TASK INSTRUCTIONS. Your answer must be an exact copy of the records below, minus any images.

== Segment start ==

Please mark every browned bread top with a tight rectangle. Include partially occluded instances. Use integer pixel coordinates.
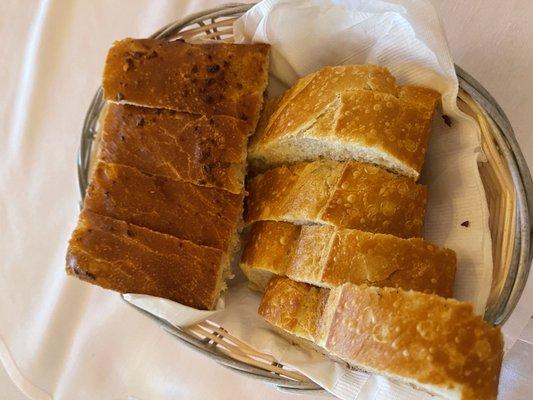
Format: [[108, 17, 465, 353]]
[[324, 284, 503, 400], [258, 276, 328, 341], [245, 160, 427, 238], [247, 65, 439, 179], [241, 221, 456, 297], [83, 162, 244, 250], [259, 277, 503, 400], [99, 103, 248, 193], [103, 39, 270, 126], [260, 65, 397, 144], [66, 210, 225, 309]]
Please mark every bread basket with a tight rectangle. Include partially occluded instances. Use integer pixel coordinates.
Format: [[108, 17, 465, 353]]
[[77, 2, 533, 393]]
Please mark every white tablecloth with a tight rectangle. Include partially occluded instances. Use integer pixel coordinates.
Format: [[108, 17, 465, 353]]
[[1, 1, 531, 399]]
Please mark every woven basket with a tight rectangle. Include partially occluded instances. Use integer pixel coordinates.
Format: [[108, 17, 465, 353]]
[[78, 3, 533, 393]]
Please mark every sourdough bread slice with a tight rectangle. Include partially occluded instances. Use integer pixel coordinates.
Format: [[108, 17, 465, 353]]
[[248, 65, 439, 179], [259, 277, 503, 400], [241, 221, 456, 297], [245, 160, 427, 238]]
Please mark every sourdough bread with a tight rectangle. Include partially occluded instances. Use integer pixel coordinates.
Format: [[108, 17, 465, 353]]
[[259, 277, 503, 400], [245, 160, 427, 238], [241, 221, 456, 296], [248, 65, 439, 179]]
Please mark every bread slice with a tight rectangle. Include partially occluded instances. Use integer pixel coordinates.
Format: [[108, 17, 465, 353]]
[[66, 210, 228, 310], [241, 221, 456, 296], [245, 160, 427, 238], [103, 38, 270, 130], [248, 65, 439, 179], [83, 162, 244, 251], [258, 275, 329, 342], [98, 103, 249, 194], [259, 277, 503, 400]]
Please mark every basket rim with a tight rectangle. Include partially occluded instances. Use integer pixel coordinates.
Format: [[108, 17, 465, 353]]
[[77, 1, 533, 391]]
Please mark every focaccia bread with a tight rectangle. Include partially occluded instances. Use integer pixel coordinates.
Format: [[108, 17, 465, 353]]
[[245, 160, 427, 238], [241, 221, 456, 297], [103, 38, 270, 129], [66, 210, 228, 310], [248, 65, 439, 179], [83, 162, 244, 251], [259, 277, 503, 400], [98, 103, 249, 193]]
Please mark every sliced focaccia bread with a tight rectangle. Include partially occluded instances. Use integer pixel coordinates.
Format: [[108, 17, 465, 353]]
[[66, 210, 229, 310], [98, 103, 249, 194], [103, 38, 270, 130], [83, 162, 244, 251]]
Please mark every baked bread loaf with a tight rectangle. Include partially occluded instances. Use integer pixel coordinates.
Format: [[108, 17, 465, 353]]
[[259, 277, 503, 400], [99, 103, 249, 193], [245, 160, 427, 238], [241, 221, 456, 296], [103, 38, 270, 130], [248, 65, 439, 179], [66, 210, 228, 310], [67, 39, 270, 309], [83, 162, 244, 251]]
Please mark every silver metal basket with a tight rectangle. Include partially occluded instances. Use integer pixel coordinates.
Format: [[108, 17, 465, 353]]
[[78, 2, 533, 392]]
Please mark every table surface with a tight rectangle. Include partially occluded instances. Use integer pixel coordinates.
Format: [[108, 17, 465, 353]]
[[1, 1, 532, 399]]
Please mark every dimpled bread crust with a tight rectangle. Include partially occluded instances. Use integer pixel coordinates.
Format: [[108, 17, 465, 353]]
[[240, 221, 456, 297], [245, 160, 427, 238], [248, 65, 439, 179], [259, 277, 503, 400]]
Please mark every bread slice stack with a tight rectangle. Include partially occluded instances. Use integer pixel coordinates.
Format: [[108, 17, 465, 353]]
[[66, 39, 270, 309], [241, 65, 503, 398], [241, 65, 452, 294], [260, 277, 503, 400]]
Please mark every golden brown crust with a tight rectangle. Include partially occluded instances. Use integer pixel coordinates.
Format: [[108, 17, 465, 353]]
[[103, 39, 270, 128], [259, 278, 503, 400], [248, 66, 439, 178], [240, 221, 301, 277], [259, 65, 397, 143], [83, 162, 244, 250], [66, 210, 224, 309], [330, 88, 437, 176], [241, 221, 456, 296], [99, 104, 248, 193], [244, 160, 426, 238], [325, 285, 502, 400], [258, 276, 328, 341]]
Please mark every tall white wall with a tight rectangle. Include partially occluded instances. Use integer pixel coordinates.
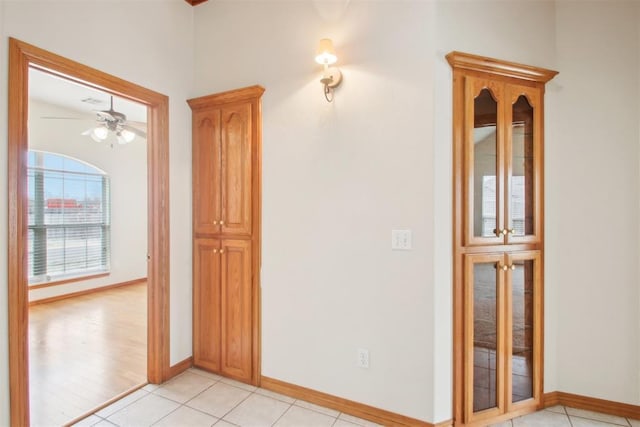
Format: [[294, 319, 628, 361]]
[[548, 1, 640, 405], [27, 100, 147, 302], [194, 0, 438, 421], [0, 2, 195, 424]]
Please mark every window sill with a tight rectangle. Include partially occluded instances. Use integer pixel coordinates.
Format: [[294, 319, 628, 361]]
[[28, 272, 110, 290]]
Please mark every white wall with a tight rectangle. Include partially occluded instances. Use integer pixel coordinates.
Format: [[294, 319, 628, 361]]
[[548, 1, 640, 405], [27, 100, 147, 302], [0, 2, 195, 424], [195, 0, 437, 421]]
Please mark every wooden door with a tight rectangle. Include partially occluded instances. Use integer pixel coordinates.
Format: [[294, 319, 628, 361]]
[[464, 252, 506, 425], [220, 104, 252, 236], [505, 85, 542, 245], [193, 238, 221, 372], [193, 109, 222, 235], [505, 251, 542, 414], [464, 77, 506, 247], [220, 239, 253, 381]]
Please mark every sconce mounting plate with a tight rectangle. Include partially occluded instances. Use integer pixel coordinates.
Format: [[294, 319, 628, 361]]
[[322, 67, 342, 88]]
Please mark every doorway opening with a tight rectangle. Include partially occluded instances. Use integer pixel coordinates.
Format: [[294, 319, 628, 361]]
[[27, 68, 149, 424], [8, 38, 170, 426]]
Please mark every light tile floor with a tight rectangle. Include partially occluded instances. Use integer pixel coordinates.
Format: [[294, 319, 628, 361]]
[[68, 368, 639, 427]]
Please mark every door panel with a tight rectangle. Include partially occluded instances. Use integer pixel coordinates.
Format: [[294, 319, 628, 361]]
[[193, 110, 222, 235], [193, 238, 221, 372], [221, 104, 252, 236], [506, 86, 541, 245], [220, 239, 252, 381], [506, 251, 541, 410], [465, 78, 505, 246], [465, 253, 505, 423]]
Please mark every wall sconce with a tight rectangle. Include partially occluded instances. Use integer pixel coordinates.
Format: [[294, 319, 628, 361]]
[[315, 38, 342, 102]]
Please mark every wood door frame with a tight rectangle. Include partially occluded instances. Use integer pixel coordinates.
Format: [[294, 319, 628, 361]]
[[8, 38, 171, 426]]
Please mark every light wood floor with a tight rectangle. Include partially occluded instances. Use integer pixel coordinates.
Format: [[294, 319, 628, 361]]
[[29, 282, 147, 426]]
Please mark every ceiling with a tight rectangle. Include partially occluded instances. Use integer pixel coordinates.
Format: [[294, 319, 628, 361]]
[[29, 68, 147, 123]]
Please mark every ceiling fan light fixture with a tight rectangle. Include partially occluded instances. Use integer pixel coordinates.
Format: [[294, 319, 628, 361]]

== Segment end ==

EXERCISE SOLUTION.
Please mark every browned bread top with a tight rectangle. Include partially occluded instances. Use integer pixel coordinates.
Format: [[108, 17, 465, 353]]
[[324, 284, 503, 400], [258, 276, 328, 341], [245, 160, 427, 238], [247, 65, 439, 179], [241, 221, 456, 297], [83, 162, 244, 250], [259, 277, 503, 400], [99, 103, 248, 193], [103, 39, 270, 126], [260, 65, 397, 144], [66, 210, 225, 309]]
Please mark every bread basket with a tight rectangle. Include partially occluded instances. Use integer pixel coordinates.
Format: [[108, 17, 465, 353]]
[[77, 2, 533, 393]]
Please mark every white tablecloth with a tight rectangle. Include partially occluded instances. Use integer pixel coordinates.
Format: [[108, 17, 465, 353]]
[[1, 1, 531, 399]]
Please mark every woven basket with a tight rectangle. Include partially occluded instances. Use integer pixel coordinates.
Format: [[108, 17, 465, 353]]
[[78, 3, 533, 393]]
Please mark every sourdough bread slice with a tight rectangle. Include partially occluded instances. Use integer pixel coordinates.
Format: [[108, 17, 465, 353]]
[[248, 65, 439, 179], [259, 277, 503, 400], [241, 221, 456, 297], [245, 160, 427, 238]]
Please mark every sourdough bread with a tight rectangle. Include partially occluded instances. Use integer pixel coordinates.
Format: [[108, 17, 465, 353]]
[[259, 277, 503, 400], [245, 160, 427, 238], [241, 221, 456, 296], [248, 65, 439, 179]]
Please mark every bread slice with a tight rectangle. Include partially occluded instances. Use integer pixel coordinates.
Format: [[108, 17, 465, 353]]
[[66, 210, 228, 310], [241, 221, 456, 296], [245, 160, 427, 238], [103, 38, 270, 130], [248, 65, 439, 179], [83, 162, 244, 251], [258, 275, 329, 342], [98, 103, 249, 194], [259, 277, 503, 400]]
Please mark every basket rim with a tight rectangle. Include partially occluded instances. Use integer pixel coordinates.
Format: [[108, 17, 465, 353]]
[[77, 1, 533, 391]]
Please mark every focaccia bread with a tight rectangle. Include partially occluded instances. Use integer pixel coordinates.
Format: [[108, 17, 465, 353]]
[[245, 160, 427, 238], [241, 221, 456, 297], [103, 38, 270, 129], [66, 210, 228, 310], [248, 65, 439, 179], [83, 162, 244, 251], [259, 277, 503, 400], [98, 103, 249, 193]]
Please mark every sliced focaccia bread with a tight rectangle. Include partially occluded instances. Use integer pixel coordinates.
Format: [[108, 17, 465, 353]]
[[66, 210, 229, 310], [98, 103, 249, 194], [103, 38, 270, 130], [83, 162, 244, 251]]
Please mark every baked bread loaf with a tight rectangle. Include partially occluded instances. Use integer pixel coordinates.
Format: [[108, 17, 465, 353]]
[[259, 277, 503, 400], [99, 103, 249, 193], [245, 160, 427, 238], [241, 221, 456, 296], [103, 38, 270, 130], [248, 65, 439, 179], [66, 210, 228, 310], [67, 39, 270, 309], [83, 162, 244, 251]]
Please mark every silver metal basket with a tight rectangle. Include partially occluded instances. Use integer pixel coordinates.
Format: [[108, 17, 465, 353]]
[[78, 2, 533, 392]]
Please mark every table surface with a tight rectangle. Include partially occluded instances. Use integer pixel coordinates.
Format: [[108, 17, 465, 353]]
[[1, 1, 532, 399]]
Please mark every dimpled bread crust with a tight rectangle. Include partially occluded instances. Use integer pixel coordinates.
Format: [[108, 17, 465, 353]]
[[240, 221, 456, 297], [245, 160, 427, 238], [248, 65, 439, 179], [259, 277, 503, 400]]
Please mark every bread slice stack with a tight rectangle. Include partially occluded instances. Use integer pixel coordinates.
Format: [[108, 17, 465, 353]]
[[66, 39, 270, 309], [241, 65, 503, 398], [241, 65, 452, 294], [260, 277, 503, 400]]
Please mark every golden brown crust with a tight rectangle. Include partially occluded instances. Use integer pixel coordinates.
Format: [[108, 17, 465, 353]]
[[103, 39, 270, 128], [259, 278, 503, 400], [248, 66, 439, 178], [240, 221, 301, 277], [259, 65, 397, 143], [83, 162, 244, 250], [66, 210, 224, 309], [330, 88, 437, 176], [241, 221, 456, 296], [99, 104, 248, 193], [244, 160, 426, 238], [325, 285, 502, 400], [258, 276, 328, 341]]
Please mark every tall white wall with a tight rectangle. Include partially occluded instances. Use integer pixel coordinates.
Format: [[294, 319, 628, 361]]
[[548, 1, 640, 405], [27, 100, 147, 302], [194, 0, 438, 421], [0, 2, 195, 424]]
Please mark every window sill with a tight rectangle. Include partially occluded instances. Use integer pixel coordinates.
Format: [[294, 319, 628, 361]]
[[28, 272, 110, 290]]
Please mark every white wall with a tight rectangle. Include partially occluded instances. Use integer pixel coordinates.
Format: [[294, 319, 628, 361]]
[[548, 1, 640, 405], [27, 100, 147, 302], [0, 2, 195, 424], [195, 0, 437, 421]]
Please mark every wooden door with a tight rectangle. Include partially occluded instances. Use integer pixel coordinates.
Format: [[294, 319, 628, 361]]
[[464, 252, 506, 425], [220, 104, 252, 236], [505, 85, 542, 245], [193, 238, 221, 372], [193, 109, 222, 235], [505, 251, 542, 414], [464, 77, 506, 247], [220, 239, 253, 381]]
Please mark every sconce mounting plate with a tight rectangle. Include partially occluded instances. Use integer pixel coordinates.
Format: [[294, 319, 628, 361]]
[[322, 67, 342, 88]]
Please mark every doorway opening with a tight rectangle. Include partially occluded instances. Use integer pixel coordinates.
Format: [[294, 319, 628, 361]]
[[27, 68, 149, 424], [8, 38, 170, 426]]
Please mark every light tile floor with a tight rectangle. Include partially occluded instances. Use integer pixel coordinates.
Format: [[294, 319, 628, 361]]
[[68, 368, 639, 427]]
Please mark every door panel with a tight rectangle. Include partially occluded instances. Use integer pixel coordinates.
Format: [[294, 319, 628, 361]]
[[193, 110, 222, 235], [193, 238, 221, 372], [221, 104, 252, 236], [506, 86, 541, 245], [220, 239, 252, 381], [506, 251, 541, 410], [465, 78, 505, 246], [465, 253, 505, 423]]
Please mark every wall sconce with a tight rectangle. Include partially occluded instances. Use integer pixel coordinates.
Format: [[294, 319, 628, 361]]
[[315, 38, 342, 102]]
Please mark every wood door frame with a tight rectangle. Include partially occluded instances. Use integer pixel coordinates.
Format: [[294, 319, 628, 361]]
[[8, 38, 171, 426]]
Please mark every light wood floor with a tight rectangle. Include partially occluded instances. Use integer pixel coordinates.
Format: [[294, 319, 628, 361]]
[[29, 282, 147, 426]]
Please mark every ceiling with a tight rectangle. Include partially occluded instances. Use integer pixel coordinates.
Format: [[294, 319, 628, 361]]
[[29, 68, 147, 123]]
Please mark every ceiling fan light fixture with a tight rectangle. Include partially occluded instances. Use integer pixel coordinates.
Format: [[294, 319, 628, 361]]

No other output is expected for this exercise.